··· DATA RECORDS
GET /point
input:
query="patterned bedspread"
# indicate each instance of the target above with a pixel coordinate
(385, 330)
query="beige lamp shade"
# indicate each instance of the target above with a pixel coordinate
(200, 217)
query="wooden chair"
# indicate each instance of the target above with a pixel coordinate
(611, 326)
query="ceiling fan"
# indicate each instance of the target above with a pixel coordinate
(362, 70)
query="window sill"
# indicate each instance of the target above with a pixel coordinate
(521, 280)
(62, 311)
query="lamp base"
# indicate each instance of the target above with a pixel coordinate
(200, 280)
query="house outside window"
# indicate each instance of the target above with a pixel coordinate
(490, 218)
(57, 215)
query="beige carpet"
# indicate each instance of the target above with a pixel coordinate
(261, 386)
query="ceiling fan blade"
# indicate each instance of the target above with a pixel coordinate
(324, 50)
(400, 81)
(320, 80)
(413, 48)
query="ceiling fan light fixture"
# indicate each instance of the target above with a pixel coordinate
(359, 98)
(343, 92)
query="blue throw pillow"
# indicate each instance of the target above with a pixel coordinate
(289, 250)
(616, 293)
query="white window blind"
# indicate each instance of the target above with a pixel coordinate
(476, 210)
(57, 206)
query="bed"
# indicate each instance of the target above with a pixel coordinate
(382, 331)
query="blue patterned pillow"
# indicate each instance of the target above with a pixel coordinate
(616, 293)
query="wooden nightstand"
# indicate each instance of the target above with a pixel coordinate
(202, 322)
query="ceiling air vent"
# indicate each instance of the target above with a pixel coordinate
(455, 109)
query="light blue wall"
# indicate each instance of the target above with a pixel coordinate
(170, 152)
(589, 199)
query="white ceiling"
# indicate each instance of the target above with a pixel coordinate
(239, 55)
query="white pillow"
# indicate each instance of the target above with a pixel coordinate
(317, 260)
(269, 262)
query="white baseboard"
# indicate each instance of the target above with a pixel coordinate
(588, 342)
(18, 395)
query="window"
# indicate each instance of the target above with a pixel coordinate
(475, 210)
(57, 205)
······
AIM OF THE EXERCISE: Give all the records again. Match them exactly.

EXERCISE SOLUTION:
GET /point
input:
query="patterned bedspread"
# indicate each instance of the target above with a pixel coordinate
(385, 330)
query="beige lamp shade"
# indicate each instance of the target above with a pixel coordinate
(200, 217)
query="wooden chair"
# indicate each instance of the target above with a pixel coordinate
(611, 326)
query="ceiling fan"
# indicate each instance of the target above with a pixel coordinate
(362, 70)
query="window sill"
# indicate each instance of the target above with a pixel coordinate
(521, 280)
(62, 311)
query="lamp base"
# indicate each instance of the target above with a pixel coordinate
(200, 280)
query="house outside window"
# indicate each instance of the target above with a pixel coordinate
(490, 218)
(57, 215)
query="beige carpet"
# indicate each instance of the target above with a pixel coordinate
(261, 386)
query="ceiling fan blade"
# indicate each instance of the target above with a pixel coordinate
(324, 50)
(400, 81)
(320, 80)
(413, 48)
query="ceiling fan light fixture"
# indicate each instance of the target above with a pixel coordinate
(359, 98)
(343, 92)
query="blue throw pillow"
# indicate each instance of the target above with a pixel coordinate
(289, 250)
(616, 293)
query="white window blind"
# indicate each instance of the target above with a pixel coordinate
(476, 210)
(57, 206)
query="bed"
# indicate each instance of the target above with a pixel coordinate
(382, 331)
query="blue patterned pillow"
# indicate each instance of the target above with a pixel coordinate
(616, 293)
query="wooden nightstand"
# indicate each instance of the target above with a pixel coordinate
(202, 322)
query="ceiling air vent"
# indicate each instance of the target above with a pixel coordinate
(455, 109)
query="light blue wall"
# indicate each instance of the target above with a pixel coordinate
(170, 152)
(589, 199)
query="white ceiling"
# indicate each instance of the target above with a pixel coordinate
(239, 55)
query="white pillow"
# indicate each instance of the target above with a pixel coordinate
(317, 260)
(269, 262)
query="white baseboard"
# indicate each instance of the target above with a pixel coordinate
(588, 342)
(18, 395)
query="window"
# indicate each instance of the target above with a pixel coordinate
(475, 210)
(57, 205)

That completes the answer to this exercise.